* **Coordinate annotation entries**
■ ■ ■

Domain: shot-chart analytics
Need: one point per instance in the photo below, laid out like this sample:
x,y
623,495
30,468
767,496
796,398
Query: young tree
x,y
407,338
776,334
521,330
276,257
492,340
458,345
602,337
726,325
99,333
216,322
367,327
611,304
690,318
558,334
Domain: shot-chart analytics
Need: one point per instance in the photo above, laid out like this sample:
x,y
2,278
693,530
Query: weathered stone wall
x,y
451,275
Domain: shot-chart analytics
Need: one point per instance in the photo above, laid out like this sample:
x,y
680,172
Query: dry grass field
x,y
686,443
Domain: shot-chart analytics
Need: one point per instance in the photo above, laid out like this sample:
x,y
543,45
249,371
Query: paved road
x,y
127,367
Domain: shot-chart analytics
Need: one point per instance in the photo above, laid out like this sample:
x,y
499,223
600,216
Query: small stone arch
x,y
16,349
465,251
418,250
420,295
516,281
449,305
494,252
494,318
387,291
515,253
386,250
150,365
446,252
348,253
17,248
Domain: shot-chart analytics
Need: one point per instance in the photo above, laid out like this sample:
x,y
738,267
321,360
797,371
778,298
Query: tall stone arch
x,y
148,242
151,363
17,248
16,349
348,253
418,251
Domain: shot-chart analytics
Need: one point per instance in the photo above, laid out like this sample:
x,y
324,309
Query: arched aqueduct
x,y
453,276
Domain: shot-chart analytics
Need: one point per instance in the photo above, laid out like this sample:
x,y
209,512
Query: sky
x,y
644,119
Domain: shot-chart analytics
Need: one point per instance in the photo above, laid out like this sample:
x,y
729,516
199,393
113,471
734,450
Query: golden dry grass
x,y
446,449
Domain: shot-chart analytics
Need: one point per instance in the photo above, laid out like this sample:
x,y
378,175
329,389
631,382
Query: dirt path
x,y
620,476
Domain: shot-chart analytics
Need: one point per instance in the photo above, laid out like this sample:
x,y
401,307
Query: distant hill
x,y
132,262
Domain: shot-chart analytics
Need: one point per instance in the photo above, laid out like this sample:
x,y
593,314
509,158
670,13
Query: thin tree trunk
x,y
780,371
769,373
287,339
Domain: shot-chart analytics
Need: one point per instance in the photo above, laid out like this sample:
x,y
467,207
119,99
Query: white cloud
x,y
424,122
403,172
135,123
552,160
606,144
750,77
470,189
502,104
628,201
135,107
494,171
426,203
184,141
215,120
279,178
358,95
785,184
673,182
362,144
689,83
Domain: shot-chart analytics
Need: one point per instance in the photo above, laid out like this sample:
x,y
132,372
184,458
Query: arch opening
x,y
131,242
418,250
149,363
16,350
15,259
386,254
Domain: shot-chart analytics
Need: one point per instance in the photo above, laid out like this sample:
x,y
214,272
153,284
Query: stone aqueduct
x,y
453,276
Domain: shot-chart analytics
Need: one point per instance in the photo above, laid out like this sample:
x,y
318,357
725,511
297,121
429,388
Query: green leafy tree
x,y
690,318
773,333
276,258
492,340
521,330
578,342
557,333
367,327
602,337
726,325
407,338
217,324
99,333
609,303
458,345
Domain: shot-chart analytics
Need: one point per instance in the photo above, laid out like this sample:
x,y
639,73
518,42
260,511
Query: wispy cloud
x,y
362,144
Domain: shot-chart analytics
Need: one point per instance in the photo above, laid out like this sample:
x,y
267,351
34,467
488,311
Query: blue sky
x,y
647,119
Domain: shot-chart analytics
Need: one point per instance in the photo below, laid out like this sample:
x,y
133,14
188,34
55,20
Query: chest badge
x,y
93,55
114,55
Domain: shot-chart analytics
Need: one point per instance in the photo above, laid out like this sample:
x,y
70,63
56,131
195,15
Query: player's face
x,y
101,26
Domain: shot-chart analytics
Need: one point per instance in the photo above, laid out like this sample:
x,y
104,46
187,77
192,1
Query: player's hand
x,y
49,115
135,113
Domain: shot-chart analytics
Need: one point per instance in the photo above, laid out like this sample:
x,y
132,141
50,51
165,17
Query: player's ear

■ ■ ■

* **EXERCISE DESCRIPTION**
List every line of the records above that contains the string "aqueduct", matching case exactly.

* **EXERCISE OUTPUT**
Query: arched aqueduct
Query: stone aqueduct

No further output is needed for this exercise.